— Start of Supplied text —

Let $\mathbb{F}_{q}$ be the finite field of order $q$, where $q$ is odd. Now, Let $S$ be the set of elements $x$ in $\mathbb{F}_{q^n}^*$, such that $x$ doesnot belong to any smaller subfield(containing $\mathbb{F}_{q}$) of $\mathbb{F}_{q^n}$. Let $S^2=\{\ x^2 | x\in S \}\ $. I want to find out $|S\cap S^2|$.
I have made some calculations and found out the answer, but I am not sure whether it is perfectly correct, or whether there is easier way to see this!
Here is my idea: $|S|=\sum_{d|n}\mu(d)q^{n/d}$. Here $\mu$ denotes the Mobius Function. Now I divide this in two case.
Case 1: Suppose $n$ is odd.
Then observe that $a\in S \implies a^2\in S$. This is because there is no intermediate extension of even order. Now, since exactly two element of $S$ gives the same squared element, we have $|S\cap S^2|=\frac{|S|}{2}= \frac{1}{2}\sum_{d|n}\mu(d)q^{n/d}$.

— End of Supplied text —
— Start of Extracted data —

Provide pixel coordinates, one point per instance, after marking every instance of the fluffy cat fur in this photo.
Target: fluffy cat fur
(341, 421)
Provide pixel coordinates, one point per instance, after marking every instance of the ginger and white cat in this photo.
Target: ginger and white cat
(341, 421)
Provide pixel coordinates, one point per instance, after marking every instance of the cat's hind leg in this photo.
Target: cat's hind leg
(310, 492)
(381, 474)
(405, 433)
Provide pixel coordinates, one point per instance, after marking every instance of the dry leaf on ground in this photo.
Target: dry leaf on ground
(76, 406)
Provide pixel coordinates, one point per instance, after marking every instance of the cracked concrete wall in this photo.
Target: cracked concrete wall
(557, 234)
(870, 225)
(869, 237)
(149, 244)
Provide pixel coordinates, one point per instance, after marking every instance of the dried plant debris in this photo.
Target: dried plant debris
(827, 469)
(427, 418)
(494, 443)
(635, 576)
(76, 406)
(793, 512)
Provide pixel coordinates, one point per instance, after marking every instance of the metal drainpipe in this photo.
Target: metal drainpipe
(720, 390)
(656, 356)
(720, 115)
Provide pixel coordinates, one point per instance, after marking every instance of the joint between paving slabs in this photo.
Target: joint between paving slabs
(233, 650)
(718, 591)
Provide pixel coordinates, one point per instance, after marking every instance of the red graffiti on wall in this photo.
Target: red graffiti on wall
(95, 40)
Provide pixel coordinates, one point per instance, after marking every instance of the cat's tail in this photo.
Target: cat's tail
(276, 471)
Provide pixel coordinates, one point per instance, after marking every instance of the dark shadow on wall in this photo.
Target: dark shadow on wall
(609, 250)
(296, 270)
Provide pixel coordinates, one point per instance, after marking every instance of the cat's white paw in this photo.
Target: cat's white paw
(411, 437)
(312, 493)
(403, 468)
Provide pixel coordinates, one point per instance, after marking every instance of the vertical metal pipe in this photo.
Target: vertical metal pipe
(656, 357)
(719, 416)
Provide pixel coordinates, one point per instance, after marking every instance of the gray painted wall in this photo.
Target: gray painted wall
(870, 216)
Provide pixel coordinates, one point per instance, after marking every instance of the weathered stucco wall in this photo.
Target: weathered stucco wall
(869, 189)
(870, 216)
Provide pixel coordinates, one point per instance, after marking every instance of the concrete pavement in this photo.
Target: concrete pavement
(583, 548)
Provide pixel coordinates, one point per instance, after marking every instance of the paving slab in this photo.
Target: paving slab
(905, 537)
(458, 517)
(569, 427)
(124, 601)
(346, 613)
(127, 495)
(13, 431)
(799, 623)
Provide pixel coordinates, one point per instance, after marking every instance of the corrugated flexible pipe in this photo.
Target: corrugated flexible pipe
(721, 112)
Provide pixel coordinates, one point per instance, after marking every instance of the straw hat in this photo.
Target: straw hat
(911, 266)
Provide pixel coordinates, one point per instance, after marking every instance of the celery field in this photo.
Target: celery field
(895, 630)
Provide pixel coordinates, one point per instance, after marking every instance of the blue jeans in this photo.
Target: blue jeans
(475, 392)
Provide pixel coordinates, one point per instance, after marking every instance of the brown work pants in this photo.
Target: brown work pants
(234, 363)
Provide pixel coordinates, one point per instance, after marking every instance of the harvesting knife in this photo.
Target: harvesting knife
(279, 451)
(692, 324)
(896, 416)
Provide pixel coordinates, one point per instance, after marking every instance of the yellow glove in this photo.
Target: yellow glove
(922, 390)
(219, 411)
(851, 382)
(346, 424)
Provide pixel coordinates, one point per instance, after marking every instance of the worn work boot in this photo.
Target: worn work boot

— End of Extracted data —

**Actions to take**
• A. In the finite field post, what does $\mu$ denote?
• B. Rewrite the paragraph of the finite field post that begins "Then observe that" as a short list, keeping its main facts.
• C. Write what comes next in the finite field post, picking up after its last sentence.
The rows play no part in this work.

**Answers to the problems**
• A. It denotes the Mobius function.

• B.
- If $a\in S$, then $a^2\in S$, because there is no intermediate extension of even order.
- Exactly two elements of $S$ give the same squared element.
- Therefore $|S\cap S^2|=\frac{|S|}{2}=\frac{1}{2}\sum_{d|n}\mu(d)q^{n/d}$.

• C.
Case 2: Suppose $n$ is even
In this case: $a\in S \implies \text{either } a^2\in S \text{ or } a^2\in \mathbb{F}_{q^{n/2}}^{*}$. Now, there are exactly $\frac{q^{n/2}-1}{2}$ non-squares in $\mathbb{F}_{q^{n/2}}^{*}$. These non-squares are squares of elements in $S$. So, in this way there are $q^{n/2}-1$ elements in $S$, whose squares lie in $\mathbb{F}_{q^{n/2}}^{*}$. Hence there are $|S|- (q^{n/2}-1)$ number of elements in $S$ whose squares are in $S$. Hence $|S\cap S^2|=\frac{1}{2}[|S|-(q^{n/2}-1)]= \frac{1}{2}\Big[\sum_{d|n}\mu(d)q^{n/d} - (q^{n/2}-1)\Big]$.
This completes the solution. Please let me know whether this is a fine solution, or am I missing something! Let me know, if one can approach this problem any easier way.
Thank you!